[Dataset excerpts]
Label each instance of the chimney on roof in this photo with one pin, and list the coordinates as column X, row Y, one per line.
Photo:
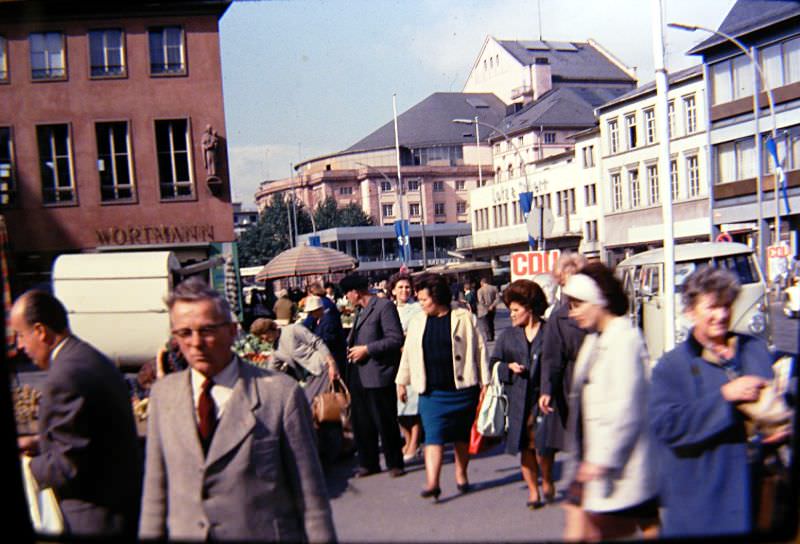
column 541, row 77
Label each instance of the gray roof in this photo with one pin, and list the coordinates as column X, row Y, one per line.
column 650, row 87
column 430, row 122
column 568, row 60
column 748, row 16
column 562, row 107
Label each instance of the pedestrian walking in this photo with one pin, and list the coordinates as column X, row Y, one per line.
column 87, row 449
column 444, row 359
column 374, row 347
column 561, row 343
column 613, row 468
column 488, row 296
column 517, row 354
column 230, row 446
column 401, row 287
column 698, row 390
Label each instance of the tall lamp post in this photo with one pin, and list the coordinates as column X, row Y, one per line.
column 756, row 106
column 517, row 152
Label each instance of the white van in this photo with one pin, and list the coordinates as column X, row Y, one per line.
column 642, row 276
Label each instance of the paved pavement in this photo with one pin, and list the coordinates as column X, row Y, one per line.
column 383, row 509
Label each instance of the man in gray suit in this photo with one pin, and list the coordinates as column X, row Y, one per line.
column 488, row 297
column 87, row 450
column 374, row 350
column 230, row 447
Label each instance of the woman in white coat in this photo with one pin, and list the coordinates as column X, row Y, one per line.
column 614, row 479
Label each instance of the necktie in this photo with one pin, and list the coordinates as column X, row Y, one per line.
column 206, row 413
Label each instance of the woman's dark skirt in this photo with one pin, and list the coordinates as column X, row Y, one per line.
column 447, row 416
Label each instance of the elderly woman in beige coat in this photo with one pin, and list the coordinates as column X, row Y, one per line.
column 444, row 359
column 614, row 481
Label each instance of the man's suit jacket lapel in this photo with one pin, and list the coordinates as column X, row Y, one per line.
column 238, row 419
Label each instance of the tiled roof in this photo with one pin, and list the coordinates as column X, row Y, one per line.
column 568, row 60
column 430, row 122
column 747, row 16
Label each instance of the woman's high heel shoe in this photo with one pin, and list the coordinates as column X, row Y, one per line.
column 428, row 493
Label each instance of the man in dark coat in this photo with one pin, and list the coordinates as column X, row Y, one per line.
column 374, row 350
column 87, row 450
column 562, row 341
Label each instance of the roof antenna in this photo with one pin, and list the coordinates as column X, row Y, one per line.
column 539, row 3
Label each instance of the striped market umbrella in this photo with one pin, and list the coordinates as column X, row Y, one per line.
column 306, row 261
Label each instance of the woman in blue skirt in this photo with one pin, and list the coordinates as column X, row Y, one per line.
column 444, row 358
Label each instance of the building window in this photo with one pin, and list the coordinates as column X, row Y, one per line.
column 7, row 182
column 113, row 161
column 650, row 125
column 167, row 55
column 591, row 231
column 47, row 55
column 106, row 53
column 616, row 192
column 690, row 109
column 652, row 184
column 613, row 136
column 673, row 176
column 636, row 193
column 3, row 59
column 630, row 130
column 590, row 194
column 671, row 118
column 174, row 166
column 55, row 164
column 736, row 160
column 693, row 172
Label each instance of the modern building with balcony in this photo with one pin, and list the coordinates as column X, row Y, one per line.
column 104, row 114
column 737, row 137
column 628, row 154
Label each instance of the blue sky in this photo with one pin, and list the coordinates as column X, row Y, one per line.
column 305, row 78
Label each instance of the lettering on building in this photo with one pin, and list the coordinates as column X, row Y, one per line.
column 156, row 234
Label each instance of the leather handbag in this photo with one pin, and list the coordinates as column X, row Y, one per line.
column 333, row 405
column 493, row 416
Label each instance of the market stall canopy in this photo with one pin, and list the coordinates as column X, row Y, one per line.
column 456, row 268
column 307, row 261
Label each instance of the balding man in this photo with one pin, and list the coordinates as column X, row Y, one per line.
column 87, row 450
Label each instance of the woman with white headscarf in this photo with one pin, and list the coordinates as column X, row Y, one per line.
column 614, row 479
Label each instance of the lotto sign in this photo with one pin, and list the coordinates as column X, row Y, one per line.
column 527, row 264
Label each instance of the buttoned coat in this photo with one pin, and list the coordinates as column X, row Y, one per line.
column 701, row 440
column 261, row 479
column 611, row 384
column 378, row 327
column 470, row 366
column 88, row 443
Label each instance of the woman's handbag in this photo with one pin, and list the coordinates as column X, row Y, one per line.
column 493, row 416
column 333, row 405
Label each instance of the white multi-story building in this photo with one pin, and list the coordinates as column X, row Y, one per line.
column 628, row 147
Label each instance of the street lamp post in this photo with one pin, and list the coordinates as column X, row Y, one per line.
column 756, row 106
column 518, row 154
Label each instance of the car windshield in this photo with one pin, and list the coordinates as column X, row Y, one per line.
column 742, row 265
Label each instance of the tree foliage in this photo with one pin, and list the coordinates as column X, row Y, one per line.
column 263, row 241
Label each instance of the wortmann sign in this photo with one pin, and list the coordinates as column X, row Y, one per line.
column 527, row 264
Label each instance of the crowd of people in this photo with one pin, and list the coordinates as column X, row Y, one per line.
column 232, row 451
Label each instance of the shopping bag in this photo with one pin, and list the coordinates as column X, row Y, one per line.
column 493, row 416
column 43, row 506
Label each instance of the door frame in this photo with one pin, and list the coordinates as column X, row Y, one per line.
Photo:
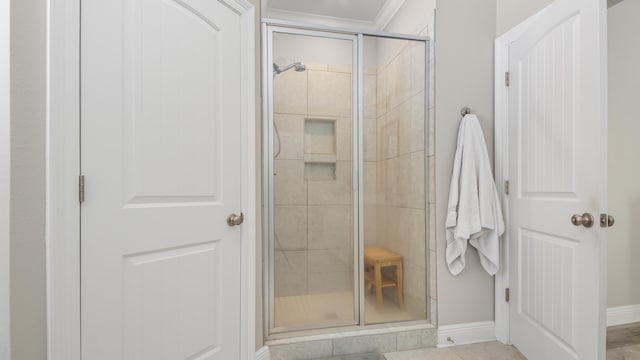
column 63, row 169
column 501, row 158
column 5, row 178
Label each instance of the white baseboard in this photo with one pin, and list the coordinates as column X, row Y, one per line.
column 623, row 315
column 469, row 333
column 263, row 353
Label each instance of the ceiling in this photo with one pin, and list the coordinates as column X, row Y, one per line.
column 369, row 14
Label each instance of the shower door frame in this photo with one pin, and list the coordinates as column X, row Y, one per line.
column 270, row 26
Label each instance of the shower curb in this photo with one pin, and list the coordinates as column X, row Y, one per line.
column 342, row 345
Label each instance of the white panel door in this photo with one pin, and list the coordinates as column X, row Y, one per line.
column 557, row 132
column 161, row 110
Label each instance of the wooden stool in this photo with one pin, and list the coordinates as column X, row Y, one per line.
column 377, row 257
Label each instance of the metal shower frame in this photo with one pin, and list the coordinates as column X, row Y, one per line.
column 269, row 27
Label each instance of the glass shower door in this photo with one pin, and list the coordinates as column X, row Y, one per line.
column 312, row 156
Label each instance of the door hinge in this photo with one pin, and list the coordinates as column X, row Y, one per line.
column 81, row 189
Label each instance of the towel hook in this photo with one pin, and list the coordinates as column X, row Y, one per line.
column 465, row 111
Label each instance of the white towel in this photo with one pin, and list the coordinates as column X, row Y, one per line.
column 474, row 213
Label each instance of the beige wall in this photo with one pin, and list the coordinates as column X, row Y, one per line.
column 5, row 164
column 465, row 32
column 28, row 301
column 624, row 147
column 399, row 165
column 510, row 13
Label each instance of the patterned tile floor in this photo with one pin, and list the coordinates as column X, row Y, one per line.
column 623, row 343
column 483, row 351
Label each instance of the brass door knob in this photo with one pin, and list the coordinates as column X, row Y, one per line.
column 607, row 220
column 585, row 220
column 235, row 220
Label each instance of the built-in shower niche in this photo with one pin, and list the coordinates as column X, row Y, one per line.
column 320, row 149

What is needed
Without any of its images, the data above should be returned exactly.

Solution to this problem
Label each instance of the chimney on roof in this photo with one pin, and list the coordinates as column X, row Y, one per line.
Photo:
column 541, row 77
Label each instance of the gray roof in this photo with one pin, and list the coordinates as column X, row Y, one per line.
column 650, row 87
column 430, row 122
column 568, row 60
column 748, row 16
column 562, row 107
Label each instance of the pedestrian walking in this photo with one pin, and list the coordinates as column X, row Y, one per line.
column 87, row 449
column 444, row 359
column 374, row 347
column 561, row 343
column 613, row 468
column 488, row 296
column 517, row 354
column 230, row 446
column 401, row 287
column 698, row 390
Label each instance of the tall lamp post in this photo with one pin, and list the coordinates as column X, row Y, one per line.
column 756, row 106
column 517, row 152
Label each instance of the white van in this photo with one pin, and list the coordinates as column X, row Y, one per line.
column 642, row 276
Label each instance of the paved pavement in this photo with one pin, and list the coordinates as column X, row Y, one per line.
column 383, row 509
Label each instance of the man in gray suit in this photo with one pin, and list the coordinates as column X, row Y, one per line.
column 488, row 297
column 87, row 450
column 374, row 350
column 230, row 447
Label each instance of the woman in white coat in this photo with one pin, and list the coordinates as column X, row Y, one per line.
column 614, row 479
Label each instance of the necktie in this photo with one pin, and list the coordinates as column X, row Y, one per line.
column 206, row 413
Label each instance of the woman's dark skirt in this photo with one pin, and list the coordinates as column X, row Y, one per line.
column 447, row 416
Label each instance of the elderly woman in beige coat in this photo with one pin, and list the coordinates as column X, row Y, one per line.
column 444, row 359
column 614, row 481
Label each instance of the man's suit jacket lapel in this photo with one pin, and list the coordinates as column X, row Y, one per line.
column 238, row 419
Label each instance of the tiled roof in this photo with one pin, and list the coordinates as column X, row Y, one per line.
column 568, row 60
column 430, row 122
column 747, row 16
Label each instance of the woman's high heel shoe in this photo with one pin, and list the coordinates as column X, row Y, one per line.
column 428, row 493
Label each instance of the man in dark coat in this photo with one pin, and list the coordinates as column X, row Y, one per line.
column 374, row 350
column 87, row 450
column 562, row 341
Label each instance of the roof antenna in this photo with one pin, and list the coordinates as column X, row Y, one per line.
column 539, row 3
Label each instance of the striped market umbrella in this photo with one pin, and list the coordinates as column X, row Y, one per line.
column 306, row 261
Label each instance of the woman in blue skirt in this photo with one pin, and list the coordinates as column X, row Y, one per line.
column 444, row 358
Label each instance of the building window in this photo with one pin, and list the coordinates as column X, row Y, one per line.
column 7, row 182
column 113, row 161
column 650, row 125
column 167, row 55
column 591, row 231
column 47, row 55
column 106, row 53
column 616, row 192
column 690, row 109
column 652, row 184
column 613, row 136
column 673, row 176
column 636, row 193
column 3, row 59
column 630, row 130
column 590, row 194
column 671, row 118
column 174, row 166
column 55, row 164
column 736, row 160
column 693, row 172
Label each instance of the modern building with balcony in this photo with one pin, and list the coordinates as column X, row Y, one per line.
column 104, row 114
column 737, row 137
column 628, row 154
Label each instance of the blue sky in this photo with one pin, and list the coordinates as column X, row Y, one per line.
column 305, row 78
Label each instance of the lettering on building in this photo with one pin, and list the coordinates as column X, row Y, one per line.
column 156, row 234
Label each instance of the leather handbag in this photo with one pin, and list the coordinates as column X, row Y, one per line.
column 333, row 405
column 493, row 416
Label each instance of the market stall canopy in this photo with one pin, and list the coordinates as column X, row Y, one per line.
column 456, row 268
column 307, row 261
Label each instance of the balding man in this photo with one pin, and list the coordinates as column X, row Y, one per line.
column 87, row 450
Label each instance of the woman with white headscarf in this photo with one pin, and list the coordinates as column X, row Y, one per line.
column 614, row 479
Label each instance of the lotto sign in this photo with one pin, and list the coordinates as column X, row Y, one per line.
column 527, row 264
Label each instance of the buttoned coat in this photo with one pin, and list the coordinates as column X, row Y, one per line.
column 701, row 440
column 261, row 479
column 611, row 384
column 378, row 327
column 470, row 366
column 88, row 443
Label each instance of the woman's handbag in this photo with one pin, and list the coordinates as column X, row Y, one per line.
column 493, row 416
column 333, row 405
Label each instance of the white multi-story building in this photo with one pin, and list the coordinates as column X, row Y, one per line.
column 628, row 147
Label each instance of the street lamp post in this photo with one pin, and list the coordinates as column X, row Y, one per line.
column 756, row 106
column 518, row 154
Label each instance of the car windshield in this photo with one pin, and list the coordinates as column X, row Y, one per line.
column 742, row 265
Label each instance of the tree foliage in this photo with one pin, and list the coordinates as column X, row Y, one per line.
column 263, row 241
Label each instance of the wortmann sign in this photo with one pin, and list the coordinates as column X, row Y, one per line.
column 527, row 264
Label each instance of the crowd of people in this photo with one pin, and list the coordinates as column X, row Y, one per line.
column 232, row 451
Label each instance of the shopping bag in this photo with one pin, and list the coordinates as column X, row Y, one per line.
column 493, row 416
column 43, row 506
Label each instance of the door frame in this photo with one pin, and list the coordinates as column X, row Y, one per line.
Photo:
column 63, row 169
column 501, row 158
column 5, row 178
Label each instance of the white baseboard in this photo with one pin, and list the coordinates as column X, row Y, one per line.
column 623, row 315
column 469, row 333
column 263, row 353
Label each instance of the ceiling in this photo with one pin, and list the coordinates as column X, row Y, one per line.
column 369, row 14
Label each instance of the shower door frame in this photo with one pin, and list the coordinates as column X, row Y, one per line.
column 270, row 26
Label each instance of the shower curb in this photo with one pin, and list the coordinates as column X, row Y, one per line.
column 342, row 345
Label each instance of the white panel door in this photo with one pin, and list the coordinates as column X, row Y, one per line.
column 557, row 132
column 161, row 110
Label each instance of the wooden stool in this photo with one pin, and list the coordinates as column X, row Y, one per line.
column 377, row 257
Label each instance of the metal shower frame in this photo with one pin, and list the coordinates as column X, row Y, one per line.
column 269, row 27
Label each instance of the glass shower door in this photo with one pin, and list the coordinates as column X, row Y, one per line.
column 312, row 156
Label each instance of the door hinge in this photo with one pin, and list the coordinates as column X, row Y, one per line.
column 81, row 189
Label each instance of the towel hook in this photo with one pin, and list the coordinates as column X, row Y, one per line.
column 465, row 111
Label each instance of the white towel in this photo with one pin, and list the coordinates as column X, row Y, one per line.
column 474, row 213
Label each instance of the beige wall in this photo with one pin, and list the coordinates as column X, row Y, one per line.
column 5, row 164
column 465, row 32
column 28, row 301
column 624, row 147
column 399, row 165
column 510, row 13
Label each instance of the patterned tile floor in this photo with one pin, and list the coordinates as column X, row Y, one per line.
column 623, row 343
column 483, row 351
Label each instance of the brass door knob in this photo with one pin, and list the coordinates as column X, row Y, one per line.
column 607, row 220
column 585, row 220
column 235, row 220
Label each instance of the built-in shower niche in this photo with one pin, and list the coordinates as column X, row Y, one per line.
column 320, row 149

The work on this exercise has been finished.